- _Challenge_:
Every line from the line containing "Request = tag one keypoint per instance of the blue sky" through the final line below is to be repeated exactly; no other line is.

- _Data lines_:
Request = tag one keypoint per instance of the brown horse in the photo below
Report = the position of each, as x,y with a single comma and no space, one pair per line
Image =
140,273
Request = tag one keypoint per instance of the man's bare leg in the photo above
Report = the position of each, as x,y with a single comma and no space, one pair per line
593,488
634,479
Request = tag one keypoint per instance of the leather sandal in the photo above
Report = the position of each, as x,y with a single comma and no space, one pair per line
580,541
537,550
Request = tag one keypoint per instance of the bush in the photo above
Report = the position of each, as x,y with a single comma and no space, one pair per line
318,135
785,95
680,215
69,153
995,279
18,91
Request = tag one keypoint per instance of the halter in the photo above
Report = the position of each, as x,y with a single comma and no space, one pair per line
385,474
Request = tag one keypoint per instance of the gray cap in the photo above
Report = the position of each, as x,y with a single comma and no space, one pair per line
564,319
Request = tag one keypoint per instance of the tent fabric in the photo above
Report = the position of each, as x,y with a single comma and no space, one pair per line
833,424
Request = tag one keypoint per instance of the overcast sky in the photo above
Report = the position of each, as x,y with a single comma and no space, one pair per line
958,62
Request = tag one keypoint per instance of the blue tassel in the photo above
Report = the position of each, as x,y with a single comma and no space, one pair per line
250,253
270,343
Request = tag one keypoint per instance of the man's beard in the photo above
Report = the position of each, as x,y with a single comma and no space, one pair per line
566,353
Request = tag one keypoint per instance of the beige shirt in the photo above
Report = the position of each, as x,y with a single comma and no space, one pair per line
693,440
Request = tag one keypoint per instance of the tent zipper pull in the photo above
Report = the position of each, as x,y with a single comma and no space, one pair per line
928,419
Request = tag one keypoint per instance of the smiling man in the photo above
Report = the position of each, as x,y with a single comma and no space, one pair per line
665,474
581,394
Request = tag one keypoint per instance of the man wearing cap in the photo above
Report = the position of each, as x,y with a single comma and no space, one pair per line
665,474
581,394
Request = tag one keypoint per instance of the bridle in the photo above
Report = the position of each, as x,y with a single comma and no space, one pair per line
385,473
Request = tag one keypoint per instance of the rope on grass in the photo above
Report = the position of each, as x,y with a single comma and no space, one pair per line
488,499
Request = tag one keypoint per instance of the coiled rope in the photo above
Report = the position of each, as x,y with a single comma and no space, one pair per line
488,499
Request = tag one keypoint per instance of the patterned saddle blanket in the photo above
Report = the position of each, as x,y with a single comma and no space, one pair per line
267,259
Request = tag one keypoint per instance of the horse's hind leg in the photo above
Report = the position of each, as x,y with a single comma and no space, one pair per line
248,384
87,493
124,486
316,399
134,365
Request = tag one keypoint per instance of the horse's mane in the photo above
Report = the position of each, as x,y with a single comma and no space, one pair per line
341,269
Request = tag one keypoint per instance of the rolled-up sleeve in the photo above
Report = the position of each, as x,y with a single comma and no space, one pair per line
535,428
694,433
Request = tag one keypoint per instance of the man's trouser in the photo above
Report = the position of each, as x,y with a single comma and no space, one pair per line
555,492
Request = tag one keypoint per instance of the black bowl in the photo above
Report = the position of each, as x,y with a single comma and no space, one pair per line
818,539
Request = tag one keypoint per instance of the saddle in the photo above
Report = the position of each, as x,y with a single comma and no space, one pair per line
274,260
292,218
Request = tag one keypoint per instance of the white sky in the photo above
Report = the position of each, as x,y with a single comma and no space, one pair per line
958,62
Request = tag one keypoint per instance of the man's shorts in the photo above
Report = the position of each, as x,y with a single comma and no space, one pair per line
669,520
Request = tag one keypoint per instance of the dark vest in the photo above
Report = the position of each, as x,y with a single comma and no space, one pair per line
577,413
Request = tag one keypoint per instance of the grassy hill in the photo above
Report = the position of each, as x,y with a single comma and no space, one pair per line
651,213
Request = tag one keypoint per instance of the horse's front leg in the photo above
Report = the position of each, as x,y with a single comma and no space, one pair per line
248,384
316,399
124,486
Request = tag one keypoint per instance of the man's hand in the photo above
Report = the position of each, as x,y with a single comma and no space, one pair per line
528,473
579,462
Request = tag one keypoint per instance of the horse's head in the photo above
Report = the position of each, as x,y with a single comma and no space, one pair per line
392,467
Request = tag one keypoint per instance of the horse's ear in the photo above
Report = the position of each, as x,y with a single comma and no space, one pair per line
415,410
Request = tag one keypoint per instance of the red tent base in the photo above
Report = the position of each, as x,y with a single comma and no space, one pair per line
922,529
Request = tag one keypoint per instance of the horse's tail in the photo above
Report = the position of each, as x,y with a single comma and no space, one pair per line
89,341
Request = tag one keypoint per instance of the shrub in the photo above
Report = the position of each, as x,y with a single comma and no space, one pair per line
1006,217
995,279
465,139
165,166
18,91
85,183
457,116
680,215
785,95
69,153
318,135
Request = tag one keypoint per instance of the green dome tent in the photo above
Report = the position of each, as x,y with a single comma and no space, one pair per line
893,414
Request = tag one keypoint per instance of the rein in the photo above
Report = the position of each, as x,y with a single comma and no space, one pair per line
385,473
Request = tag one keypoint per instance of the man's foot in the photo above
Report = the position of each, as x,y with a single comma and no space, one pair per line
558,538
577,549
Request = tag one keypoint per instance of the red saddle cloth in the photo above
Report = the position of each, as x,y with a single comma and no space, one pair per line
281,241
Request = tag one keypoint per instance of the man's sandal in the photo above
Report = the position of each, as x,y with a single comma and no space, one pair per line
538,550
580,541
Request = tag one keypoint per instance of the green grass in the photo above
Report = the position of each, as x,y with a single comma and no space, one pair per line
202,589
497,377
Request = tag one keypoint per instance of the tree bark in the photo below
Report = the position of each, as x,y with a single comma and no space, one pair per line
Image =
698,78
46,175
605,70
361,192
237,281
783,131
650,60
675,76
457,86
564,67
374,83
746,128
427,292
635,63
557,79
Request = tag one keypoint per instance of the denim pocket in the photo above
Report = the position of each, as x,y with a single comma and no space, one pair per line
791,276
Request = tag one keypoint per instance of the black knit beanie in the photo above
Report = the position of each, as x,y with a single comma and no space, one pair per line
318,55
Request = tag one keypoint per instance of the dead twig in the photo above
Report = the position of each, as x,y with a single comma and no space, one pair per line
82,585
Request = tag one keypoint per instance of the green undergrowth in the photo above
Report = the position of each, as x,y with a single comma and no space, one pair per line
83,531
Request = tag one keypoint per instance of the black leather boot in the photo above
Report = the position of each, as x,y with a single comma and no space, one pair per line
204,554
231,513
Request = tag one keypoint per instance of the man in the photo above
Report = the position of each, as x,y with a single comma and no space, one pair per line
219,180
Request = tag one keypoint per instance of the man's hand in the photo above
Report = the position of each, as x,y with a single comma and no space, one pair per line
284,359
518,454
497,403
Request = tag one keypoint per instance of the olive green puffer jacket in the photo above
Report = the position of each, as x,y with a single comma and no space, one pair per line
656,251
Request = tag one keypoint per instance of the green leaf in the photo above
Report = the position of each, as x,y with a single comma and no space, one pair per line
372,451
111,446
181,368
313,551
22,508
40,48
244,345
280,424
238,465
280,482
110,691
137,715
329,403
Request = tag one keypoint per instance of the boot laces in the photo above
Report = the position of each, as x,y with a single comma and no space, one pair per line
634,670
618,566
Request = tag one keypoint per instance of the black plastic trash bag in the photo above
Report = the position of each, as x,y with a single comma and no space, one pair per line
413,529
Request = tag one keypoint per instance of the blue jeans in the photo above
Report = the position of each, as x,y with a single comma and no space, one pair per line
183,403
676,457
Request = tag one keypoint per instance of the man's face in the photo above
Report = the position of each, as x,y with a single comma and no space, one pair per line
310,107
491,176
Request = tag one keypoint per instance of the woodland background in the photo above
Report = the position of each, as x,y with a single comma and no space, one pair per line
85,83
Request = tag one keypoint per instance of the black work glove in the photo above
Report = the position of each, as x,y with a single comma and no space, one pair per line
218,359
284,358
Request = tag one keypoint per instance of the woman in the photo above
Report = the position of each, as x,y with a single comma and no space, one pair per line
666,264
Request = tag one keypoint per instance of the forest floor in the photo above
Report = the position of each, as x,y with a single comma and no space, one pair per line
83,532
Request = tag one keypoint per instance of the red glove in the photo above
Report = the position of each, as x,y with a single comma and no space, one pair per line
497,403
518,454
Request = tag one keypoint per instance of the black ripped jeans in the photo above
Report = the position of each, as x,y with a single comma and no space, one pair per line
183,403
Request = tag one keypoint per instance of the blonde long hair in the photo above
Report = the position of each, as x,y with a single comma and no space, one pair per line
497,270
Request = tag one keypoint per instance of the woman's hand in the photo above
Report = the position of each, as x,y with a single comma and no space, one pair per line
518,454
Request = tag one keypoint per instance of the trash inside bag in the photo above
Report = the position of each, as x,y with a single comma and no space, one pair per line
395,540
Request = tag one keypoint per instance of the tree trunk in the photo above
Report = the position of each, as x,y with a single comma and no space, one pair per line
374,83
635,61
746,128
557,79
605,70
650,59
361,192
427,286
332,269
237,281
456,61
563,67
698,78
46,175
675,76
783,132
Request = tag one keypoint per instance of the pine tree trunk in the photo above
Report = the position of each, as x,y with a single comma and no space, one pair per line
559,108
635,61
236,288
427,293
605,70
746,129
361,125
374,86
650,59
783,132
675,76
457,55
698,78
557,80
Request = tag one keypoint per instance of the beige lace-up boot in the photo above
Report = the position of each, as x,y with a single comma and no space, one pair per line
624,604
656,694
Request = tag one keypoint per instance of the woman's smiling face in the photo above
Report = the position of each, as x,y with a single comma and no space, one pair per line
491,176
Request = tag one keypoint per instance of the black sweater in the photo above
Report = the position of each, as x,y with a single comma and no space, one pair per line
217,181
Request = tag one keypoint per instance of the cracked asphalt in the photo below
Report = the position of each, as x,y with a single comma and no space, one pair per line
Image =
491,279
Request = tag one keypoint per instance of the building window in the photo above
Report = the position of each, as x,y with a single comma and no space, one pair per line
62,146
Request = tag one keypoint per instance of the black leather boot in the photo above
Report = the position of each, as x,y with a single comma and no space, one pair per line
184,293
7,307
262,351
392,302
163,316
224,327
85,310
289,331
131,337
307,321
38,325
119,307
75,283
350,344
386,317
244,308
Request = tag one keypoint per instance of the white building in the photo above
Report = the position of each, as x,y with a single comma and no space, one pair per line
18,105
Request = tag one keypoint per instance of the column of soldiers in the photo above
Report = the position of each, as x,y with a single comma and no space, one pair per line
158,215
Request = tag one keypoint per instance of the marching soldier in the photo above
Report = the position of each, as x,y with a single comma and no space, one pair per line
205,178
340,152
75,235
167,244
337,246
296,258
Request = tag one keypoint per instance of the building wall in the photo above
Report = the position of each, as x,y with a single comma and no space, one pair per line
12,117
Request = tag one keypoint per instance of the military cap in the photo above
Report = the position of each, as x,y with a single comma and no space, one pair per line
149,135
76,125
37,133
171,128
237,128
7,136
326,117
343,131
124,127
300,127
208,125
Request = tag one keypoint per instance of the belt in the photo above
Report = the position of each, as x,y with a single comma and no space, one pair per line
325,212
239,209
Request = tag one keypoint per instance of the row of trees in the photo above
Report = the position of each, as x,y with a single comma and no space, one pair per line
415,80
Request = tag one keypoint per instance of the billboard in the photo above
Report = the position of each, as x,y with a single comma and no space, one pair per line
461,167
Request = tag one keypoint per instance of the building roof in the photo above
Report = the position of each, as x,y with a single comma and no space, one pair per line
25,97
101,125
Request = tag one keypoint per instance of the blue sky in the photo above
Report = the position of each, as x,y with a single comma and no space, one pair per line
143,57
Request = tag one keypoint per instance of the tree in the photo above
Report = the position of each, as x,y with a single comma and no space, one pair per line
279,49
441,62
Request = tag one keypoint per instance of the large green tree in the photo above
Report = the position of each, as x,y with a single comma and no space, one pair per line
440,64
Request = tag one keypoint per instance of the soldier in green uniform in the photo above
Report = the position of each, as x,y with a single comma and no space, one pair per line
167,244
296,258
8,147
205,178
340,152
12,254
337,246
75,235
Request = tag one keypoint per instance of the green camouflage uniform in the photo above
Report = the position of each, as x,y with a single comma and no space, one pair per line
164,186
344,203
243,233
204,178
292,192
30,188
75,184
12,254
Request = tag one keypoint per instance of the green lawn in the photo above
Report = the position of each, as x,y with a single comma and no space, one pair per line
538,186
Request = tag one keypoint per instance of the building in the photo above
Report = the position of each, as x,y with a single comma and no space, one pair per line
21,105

- _Finished answer_:
Request = tag one keypoint per instance of the blue sky in the photo above
Report = the position of each, as x,y with a single comma and no space, one pair per line
143,57
Request = tag one keypoint per instance of the tree in the photo above
Report = the position of each, as x,y with a single comma and no space, one pair per line
279,49
441,62
Request = tag one keypoint per instance of the large green tree in the photo above
Report = the position of each, as x,y with a single comma and no space, one pair per line
440,64
Request = tag one keypoint per instance of the soldier in green uniform in the photo above
Report = the position of each, as x,y with a single comma and no space, one pair per line
167,244
296,258
8,147
205,178
340,152
12,254
337,246
75,235
Request = tag one keypoint per instance of the green camouflage uniform in the photo above
Report = the position of each, as x,y with a single comma and no space, one pair per line
164,186
344,203
243,233
204,178
292,192
30,188
75,184
12,254
Request = tag one keypoint per instance of the green lawn in the photo above
Report = the position of each, as x,y with a single comma and no space, one pair per line
538,186
Request = tag one keypoint per instance of the building in the photo above
Report = the position of each, as x,y with a single comma and no space, one pair per line
21,105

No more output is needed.